_SET OF TASKS:_
[1] In the source excerpt, how many hours can a high income audit take per return?
[2] Rewrite the paragraph of the source excerpt that begins "This is FUD. I've interacted with the IRS" in a shorter form, keeping its main facts.
[3] Copy the source excerpt from "The reason is" up to and including "vote them out.".

_SOURCE EXCERPT:_
This is a common belief but it’s a complete falsehood. Business officers are given enormous leeway to make decisions based on their judgment, and it’s exceedingly rare for those to be successfully challenged.
The reason is simple: you can’t predict the future and there isn’t a proven path to success. Maybe you think screwing your workers is good for profits now but bad for the long-term prospects, or vice versa: either way, the CEO will never face a penalty for that call since it falls squarely in the category of judgement and discretion. Everyone knows that sometimes you need to make a gamble - imagine where shareholders would be if Apple had followed the analysts telling them to license Windows or sell Mac OS to PC vendors at various points in the 90s, both things portrayed as safer moves than buying NeXT…
Yes, executives can and do excercise personal judgement. But if their actions are unprofitable for long enough, shareholders will vote them out.
You're right that legally there's little way to enforce the intent of CEO actions, that doesn't mean shareholders would let a CEO that puts public good above profits keep his job. Gambles like buying NeXT are more acceptable because they might pay out.
The reasoning behind the "corporations should maximize profit" thinking is that if a company doesn't just have one job, then the CEO is allowed to make up their job, and so can basically do anything - like colonizing Indonesia - and it's a lot harder for the board to tell how well they're running it.
However it's obviously not true that they have to maximize profit even today, since our biggest CEOs will simply tell you they don't do it.
This is why the IRS would rather go after us chumps, the easy targets, rather than the ones who are openly and blatantly dodging gigadollars in taxes. If I so much as thought about under-reporting $15K of income, the IRS would come down on me like a ton of bricks for taxes, interest and penalties, but I guess if Microsoft under-reports $15B, but sends lawyers, the IRS simply chickens out. Ridiculous.
This is FUD. I've interacted with the IRS over $50k and it was perfectly fine. They send me a letter with contact details and you just provide them the information.
If you do owe shit, you just go to the IRS.gov site and pay the dumb bill, and the site is perfectly functional and not a PITA to use.
I have no idea why people misrepresent the IRS so much
And as the original article posted shows, entities like Microsoft will spend money on lawyers, lobby Congress, and spend time in court to fight the IRS, whereas the poor won't.
Bottom of page 4: "Even with declining resources, audit coverage is greater in the larger TPI (total positive income) grouping than the coverage of EITC returns that fall in the lower TPI range".
Can you quote the exact part of the letter where they say "we target EITC because we don't have the money to audit high income individuals"?
The IRS budget has been decreasing. As a result, they've been experiencing rates of attrition of their examiners, significantly higher attrition among the examiners who can perform high income audits, which take longer, ranging "from 61 to 251 hours per return."

Dataset rows showing where objects appear:
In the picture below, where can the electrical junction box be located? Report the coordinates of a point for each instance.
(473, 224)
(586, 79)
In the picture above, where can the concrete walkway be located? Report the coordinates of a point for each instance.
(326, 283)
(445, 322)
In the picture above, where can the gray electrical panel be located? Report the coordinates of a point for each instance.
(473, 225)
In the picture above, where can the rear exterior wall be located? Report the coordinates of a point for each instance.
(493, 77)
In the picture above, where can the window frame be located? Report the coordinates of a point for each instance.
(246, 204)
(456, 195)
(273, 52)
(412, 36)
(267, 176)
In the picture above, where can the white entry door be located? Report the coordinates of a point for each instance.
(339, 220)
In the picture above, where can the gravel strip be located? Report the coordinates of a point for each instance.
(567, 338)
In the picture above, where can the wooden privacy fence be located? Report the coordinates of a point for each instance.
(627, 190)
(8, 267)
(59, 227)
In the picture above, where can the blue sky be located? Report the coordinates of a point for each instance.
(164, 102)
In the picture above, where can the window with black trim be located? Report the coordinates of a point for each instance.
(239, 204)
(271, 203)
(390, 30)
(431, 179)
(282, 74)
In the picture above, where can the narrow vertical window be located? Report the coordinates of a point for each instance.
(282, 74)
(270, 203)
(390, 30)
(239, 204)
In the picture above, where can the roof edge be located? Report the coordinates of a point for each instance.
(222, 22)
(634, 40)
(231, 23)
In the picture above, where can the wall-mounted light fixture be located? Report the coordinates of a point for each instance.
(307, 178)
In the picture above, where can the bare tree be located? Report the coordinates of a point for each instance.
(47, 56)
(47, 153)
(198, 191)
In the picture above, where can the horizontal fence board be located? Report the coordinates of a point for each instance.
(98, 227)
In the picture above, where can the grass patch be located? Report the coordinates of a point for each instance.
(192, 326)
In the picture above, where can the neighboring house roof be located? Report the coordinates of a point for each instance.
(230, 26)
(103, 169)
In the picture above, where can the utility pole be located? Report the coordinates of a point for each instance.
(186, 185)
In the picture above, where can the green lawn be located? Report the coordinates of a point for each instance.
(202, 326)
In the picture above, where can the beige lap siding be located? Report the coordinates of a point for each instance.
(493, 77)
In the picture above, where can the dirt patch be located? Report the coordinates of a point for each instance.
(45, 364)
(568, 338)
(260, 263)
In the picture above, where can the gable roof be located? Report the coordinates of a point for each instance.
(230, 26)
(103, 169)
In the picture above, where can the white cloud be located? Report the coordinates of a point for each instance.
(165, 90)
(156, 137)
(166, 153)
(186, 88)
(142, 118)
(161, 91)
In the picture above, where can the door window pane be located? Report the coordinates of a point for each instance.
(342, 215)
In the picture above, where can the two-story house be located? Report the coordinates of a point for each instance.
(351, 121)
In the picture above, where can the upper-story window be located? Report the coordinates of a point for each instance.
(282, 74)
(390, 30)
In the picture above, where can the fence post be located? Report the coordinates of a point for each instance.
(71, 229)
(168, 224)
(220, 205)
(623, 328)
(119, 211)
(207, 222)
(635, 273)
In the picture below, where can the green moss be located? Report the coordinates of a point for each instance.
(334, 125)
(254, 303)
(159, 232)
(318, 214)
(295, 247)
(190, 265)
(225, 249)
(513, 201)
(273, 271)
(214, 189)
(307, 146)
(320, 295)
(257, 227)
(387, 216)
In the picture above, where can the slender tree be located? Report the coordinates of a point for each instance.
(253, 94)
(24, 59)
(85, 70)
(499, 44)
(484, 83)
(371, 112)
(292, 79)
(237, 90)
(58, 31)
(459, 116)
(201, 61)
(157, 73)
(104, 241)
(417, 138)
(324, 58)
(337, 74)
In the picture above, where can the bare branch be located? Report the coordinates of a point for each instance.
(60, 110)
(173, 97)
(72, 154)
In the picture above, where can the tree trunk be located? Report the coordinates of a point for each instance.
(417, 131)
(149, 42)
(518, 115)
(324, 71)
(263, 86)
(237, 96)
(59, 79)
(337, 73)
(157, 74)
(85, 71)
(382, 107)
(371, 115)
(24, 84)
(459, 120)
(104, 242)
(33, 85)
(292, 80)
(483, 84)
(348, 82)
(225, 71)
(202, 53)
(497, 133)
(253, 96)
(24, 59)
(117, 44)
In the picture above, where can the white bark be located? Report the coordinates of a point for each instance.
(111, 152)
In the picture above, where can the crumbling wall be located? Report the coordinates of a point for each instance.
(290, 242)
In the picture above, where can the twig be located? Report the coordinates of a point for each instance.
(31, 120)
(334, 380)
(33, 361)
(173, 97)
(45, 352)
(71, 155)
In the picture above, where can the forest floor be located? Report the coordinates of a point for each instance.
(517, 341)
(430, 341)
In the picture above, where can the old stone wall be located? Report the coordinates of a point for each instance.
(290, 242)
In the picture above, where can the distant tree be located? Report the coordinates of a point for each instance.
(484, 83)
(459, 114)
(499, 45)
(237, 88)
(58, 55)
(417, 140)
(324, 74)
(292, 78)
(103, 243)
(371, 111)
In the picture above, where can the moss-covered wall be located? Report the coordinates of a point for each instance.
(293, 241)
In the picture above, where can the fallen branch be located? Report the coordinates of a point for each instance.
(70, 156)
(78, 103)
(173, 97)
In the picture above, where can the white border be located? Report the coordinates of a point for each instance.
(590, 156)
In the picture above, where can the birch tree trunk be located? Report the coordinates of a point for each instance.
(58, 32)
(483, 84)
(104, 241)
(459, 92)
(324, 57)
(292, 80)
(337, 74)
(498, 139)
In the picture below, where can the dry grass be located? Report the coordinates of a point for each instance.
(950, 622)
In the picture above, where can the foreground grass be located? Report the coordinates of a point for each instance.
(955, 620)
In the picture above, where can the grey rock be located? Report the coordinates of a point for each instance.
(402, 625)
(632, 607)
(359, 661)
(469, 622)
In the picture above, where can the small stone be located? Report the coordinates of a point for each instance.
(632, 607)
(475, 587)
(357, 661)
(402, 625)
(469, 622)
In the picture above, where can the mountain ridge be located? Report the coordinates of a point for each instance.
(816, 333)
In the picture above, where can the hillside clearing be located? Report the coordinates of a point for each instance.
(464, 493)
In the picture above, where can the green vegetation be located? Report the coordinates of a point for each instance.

_RESULTS:_
[1] From 61 to 251 hours per return.

[2] The writer calls the claim FUD: their dealings with the IRS over $50k went fine, as the agency sent a letter with contact details and they only had to provide the information.

[3]
The reason is simple: you can’t predict the future and there isn’t a proven path to success. Maybe you think screwing your workers is good for profits now but bad for the long-term prospects, or vice versa: either way, the CEO will never face a penalty for that call since it falls squarely in the category of judgement and discretion. Everyone knows that sometimes you need to make a gamble - imagine where shareholders would be if Apple had followed the analysts telling them to license Windows or sell Mac OS to PC vendors at various points in the 90s, both things portrayed as safer moves than buying NeXT…
Yes, executives can and do excercise personal judgement. But if their actions are unprofitable for long enough, shareholders will vote them out.